■ **Stored dataset items**
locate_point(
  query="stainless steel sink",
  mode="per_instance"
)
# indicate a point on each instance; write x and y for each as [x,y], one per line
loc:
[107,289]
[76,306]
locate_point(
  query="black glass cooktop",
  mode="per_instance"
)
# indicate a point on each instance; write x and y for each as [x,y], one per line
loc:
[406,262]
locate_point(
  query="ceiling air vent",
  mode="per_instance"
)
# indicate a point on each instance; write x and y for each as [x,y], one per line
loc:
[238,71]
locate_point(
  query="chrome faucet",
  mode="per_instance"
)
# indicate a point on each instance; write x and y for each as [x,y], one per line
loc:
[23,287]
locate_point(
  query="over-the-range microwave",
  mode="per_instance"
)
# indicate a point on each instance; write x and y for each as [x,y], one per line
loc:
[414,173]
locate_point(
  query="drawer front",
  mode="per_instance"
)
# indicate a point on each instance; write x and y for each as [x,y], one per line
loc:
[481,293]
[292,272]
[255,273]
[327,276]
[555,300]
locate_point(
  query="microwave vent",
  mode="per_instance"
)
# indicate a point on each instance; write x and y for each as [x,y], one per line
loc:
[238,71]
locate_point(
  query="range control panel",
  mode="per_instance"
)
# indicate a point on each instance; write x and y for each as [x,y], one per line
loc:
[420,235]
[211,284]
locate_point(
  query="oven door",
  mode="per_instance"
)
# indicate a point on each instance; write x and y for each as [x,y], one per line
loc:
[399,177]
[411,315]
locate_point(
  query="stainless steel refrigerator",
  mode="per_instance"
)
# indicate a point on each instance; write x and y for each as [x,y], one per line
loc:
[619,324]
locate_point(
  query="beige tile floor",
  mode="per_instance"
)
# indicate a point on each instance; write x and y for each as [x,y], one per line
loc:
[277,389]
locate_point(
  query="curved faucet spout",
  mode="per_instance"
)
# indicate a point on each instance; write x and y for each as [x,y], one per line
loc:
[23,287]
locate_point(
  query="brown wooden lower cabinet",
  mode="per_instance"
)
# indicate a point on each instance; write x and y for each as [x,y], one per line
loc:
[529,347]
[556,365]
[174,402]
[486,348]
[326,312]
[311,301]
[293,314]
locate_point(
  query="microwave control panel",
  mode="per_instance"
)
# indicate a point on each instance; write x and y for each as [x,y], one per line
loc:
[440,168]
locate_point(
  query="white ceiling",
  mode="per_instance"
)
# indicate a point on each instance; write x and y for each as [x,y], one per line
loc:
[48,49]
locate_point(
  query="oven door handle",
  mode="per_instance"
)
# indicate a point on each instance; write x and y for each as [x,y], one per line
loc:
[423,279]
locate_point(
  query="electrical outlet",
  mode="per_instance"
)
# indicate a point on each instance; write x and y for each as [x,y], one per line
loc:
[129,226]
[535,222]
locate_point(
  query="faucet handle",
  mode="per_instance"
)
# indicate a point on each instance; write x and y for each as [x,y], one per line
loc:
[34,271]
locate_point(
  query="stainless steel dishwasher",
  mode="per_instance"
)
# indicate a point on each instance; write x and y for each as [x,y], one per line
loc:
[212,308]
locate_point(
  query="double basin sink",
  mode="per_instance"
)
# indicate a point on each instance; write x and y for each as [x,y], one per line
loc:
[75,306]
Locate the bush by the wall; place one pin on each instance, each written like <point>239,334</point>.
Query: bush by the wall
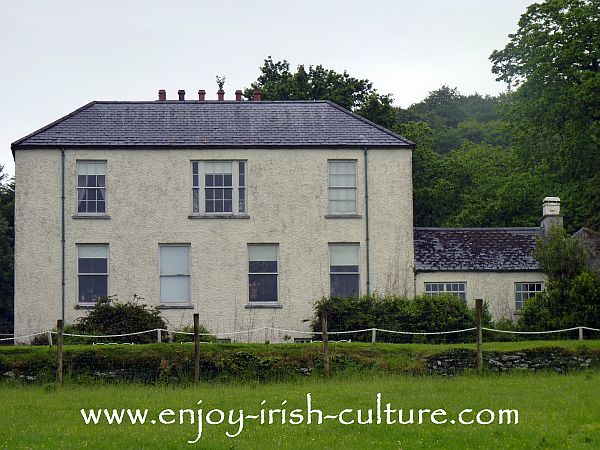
<point>420,314</point>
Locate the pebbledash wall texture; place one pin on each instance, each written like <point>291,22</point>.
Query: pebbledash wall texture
<point>149,203</point>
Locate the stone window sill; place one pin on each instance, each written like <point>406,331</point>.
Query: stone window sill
<point>218,216</point>
<point>273,305</point>
<point>343,216</point>
<point>89,216</point>
<point>176,307</point>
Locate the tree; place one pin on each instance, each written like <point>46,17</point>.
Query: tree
<point>277,82</point>
<point>554,114</point>
<point>7,219</point>
<point>560,256</point>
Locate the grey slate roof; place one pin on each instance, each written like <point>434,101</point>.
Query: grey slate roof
<point>475,249</point>
<point>212,124</point>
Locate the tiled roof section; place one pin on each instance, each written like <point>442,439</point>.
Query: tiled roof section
<point>475,249</point>
<point>213,124</point>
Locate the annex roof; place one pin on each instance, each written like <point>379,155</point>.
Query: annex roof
<point>475,249</point>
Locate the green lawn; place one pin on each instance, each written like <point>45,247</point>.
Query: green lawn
<point>555,411</point>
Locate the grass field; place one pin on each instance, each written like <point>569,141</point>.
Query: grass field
<point>555,411</point>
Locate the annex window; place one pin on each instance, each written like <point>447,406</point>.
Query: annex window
<point>342,187</point>
<point>344,270</point>
<point>219,187</point>
<point>174,273</point>
<point>524,291</point>
<point>92,272</point>
<point>91,187</point>
<point>457,288</point>
<point>263,273</point>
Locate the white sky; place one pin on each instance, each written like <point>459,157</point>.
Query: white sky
<point>58,55</point>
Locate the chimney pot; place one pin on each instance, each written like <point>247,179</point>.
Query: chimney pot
<point>551,214</point>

■ **To do**
Output as a numbered list, with blank lines omitted, the lines of the entries starting at the one containing "Locate the stone" and ending at the one containing "<point>213,124</point>", both included.

■ **Output for this exercise**
1. Locate the stone window sill; place one pin on each instance, each written like <point>406,331</point>.
2. Query: stone window sill
3. <point>218,216</point>
4. <point>273,305</point>
5. <point>343,216</point>
6. <point>89,216</point>
7. <point>176,307</point>
8. Locate the tree; place one pin on each instance, each written like <point>46,17</point>.
9. Query: tree
10. <point>277,82</point>
11. <point>554,114</point>
12. <point>7,219</point>
13. <point>560,256</point>
14. Locate the grey slate roof; place one pin on each instance, each written like <point>434,101</point>.
15. Query: grey slate roof
16. <point>475,249</point>
17. <point>212,124</point>
18. Locate the tiled roof section; place one pin on each instance, each written like <point>442,439</point>.
19. Query: tiled roof section
20. <point>475,249</point>
21. <point>213,124</point>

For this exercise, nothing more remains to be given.